== Collected data ==
++++++++++

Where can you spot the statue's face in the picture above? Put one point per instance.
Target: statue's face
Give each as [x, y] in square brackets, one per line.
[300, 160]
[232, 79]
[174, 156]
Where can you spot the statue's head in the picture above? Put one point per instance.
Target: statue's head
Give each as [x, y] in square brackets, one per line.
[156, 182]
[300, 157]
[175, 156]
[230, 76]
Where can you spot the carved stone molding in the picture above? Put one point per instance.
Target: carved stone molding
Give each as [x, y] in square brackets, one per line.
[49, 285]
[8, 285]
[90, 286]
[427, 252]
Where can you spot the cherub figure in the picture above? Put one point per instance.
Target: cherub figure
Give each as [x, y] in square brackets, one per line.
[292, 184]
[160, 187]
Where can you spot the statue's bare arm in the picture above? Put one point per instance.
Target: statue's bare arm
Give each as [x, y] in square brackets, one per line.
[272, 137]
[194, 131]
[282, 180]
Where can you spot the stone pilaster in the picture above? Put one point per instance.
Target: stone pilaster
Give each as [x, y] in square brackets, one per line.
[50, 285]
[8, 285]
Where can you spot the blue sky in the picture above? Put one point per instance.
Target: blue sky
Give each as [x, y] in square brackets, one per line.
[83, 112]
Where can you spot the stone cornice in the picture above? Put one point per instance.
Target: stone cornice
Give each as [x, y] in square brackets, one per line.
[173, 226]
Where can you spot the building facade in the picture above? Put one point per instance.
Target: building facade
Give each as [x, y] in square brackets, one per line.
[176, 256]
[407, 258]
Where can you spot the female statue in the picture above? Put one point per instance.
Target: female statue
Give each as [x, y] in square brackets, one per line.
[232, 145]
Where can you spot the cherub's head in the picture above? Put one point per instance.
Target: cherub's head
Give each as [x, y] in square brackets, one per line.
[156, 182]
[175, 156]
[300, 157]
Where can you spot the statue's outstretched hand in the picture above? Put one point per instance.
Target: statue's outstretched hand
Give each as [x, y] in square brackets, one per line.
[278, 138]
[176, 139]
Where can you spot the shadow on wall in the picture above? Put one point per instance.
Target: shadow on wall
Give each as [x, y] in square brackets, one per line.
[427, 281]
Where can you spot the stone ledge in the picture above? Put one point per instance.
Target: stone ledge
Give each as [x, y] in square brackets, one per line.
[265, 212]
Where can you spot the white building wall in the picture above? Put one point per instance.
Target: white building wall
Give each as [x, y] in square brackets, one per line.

++++++++++

== What is being asked ==
For this task, print the records again exactly as they appear.

== Response area ==
Where can you spot the statue's face in the picture above? Put one point per instance.
Target: statue's face
Give each as [x, y] in square brackets, one per line.
[300, 160]
[232, 79]
[174, 156]
Where can you spot the statue's head in the picture above? Put one point per instance.
Target: statue's head
Give each as [x, y] in square brackets, one per line.
[156, 182]
[300, 157]
[175, 156]
[230, 76]
Where can you spot the carved stone molding in the picture above? Put one point per instance.
Target: carved stone molding
Give each as [x, y] in square brackets, one per line.
[49, 285]
[8, 285]
[90, 286]
[427, 252]
Where can you spot the cherub figure in the picture above? Put one point per instance.
Target: cherub figure
Give each as [x, y] in square brackets, one per line.
[292, 184]
[160, 187]
Where can you spot the statue's bare arm in the picture above? Put one point per instance.
Target: statue's bare arm
Give each as [x, y] in square brackets, one per line.
[272, 137]
[194, 131]
[282, 180]
Where can you spot the stone pilaster in the picture above? Put one point per instance.
Target: stone pilaster
Give each as [x, y] in square brackets, one per line.
[50, 285]
[8, 285]
Where can you spot the blue sky in the picture above? Put one point per instance.
Target: blue sky
Give each as [x, y] in square brackets, one per line.
[83, 112]
Where can you spot the stone cornice in the picture above? Put one point per instance.
Target: stone cornice
Give each as [x, y] in square brackets, one per line.
[173, 226]
Where can you spot the building facade in the picture above? Put one point per instance.
Target: building facade
Give each as [x, y] in square brackets, one per line.
[176, 256]
[407, 258]
Where can you spot the female statue in the picture above? Put one point per instance.
Target: female statue
Give each as [x, y] in square brackets, one per line.
[232, 145]
Where can you spot the cherub's head in the picture above? Put one point per instance.
Target: cherub's head
Give each as [x, y] in square brackets, one per line.
[156, 182]
[175, 156]
[300, 157]
Where can you spot the statue's outstretched hand in the picture above? Put one point per instance.
Target: statue's outstretched hand
Give each as [x, y] in square brackets, one per line.
[278, 138]
[176, 139]
Where can you spot the shadow on wall in the picture above? Put one point per instance.
Target: shadow on wall
Give each as [x, y] in square brackets, one per line.
[427, 281]
Where can you spot the stone ledge in the picture above? Put one point per instance.
Target: stone ledge
Give each as [x, y] in square brackets, one per line.
[265, 212]
Where can you spot the white building wall in the picture above? Put one point per instance.
Target: white building wall
Give each as [x, y] in square brackets, one per line.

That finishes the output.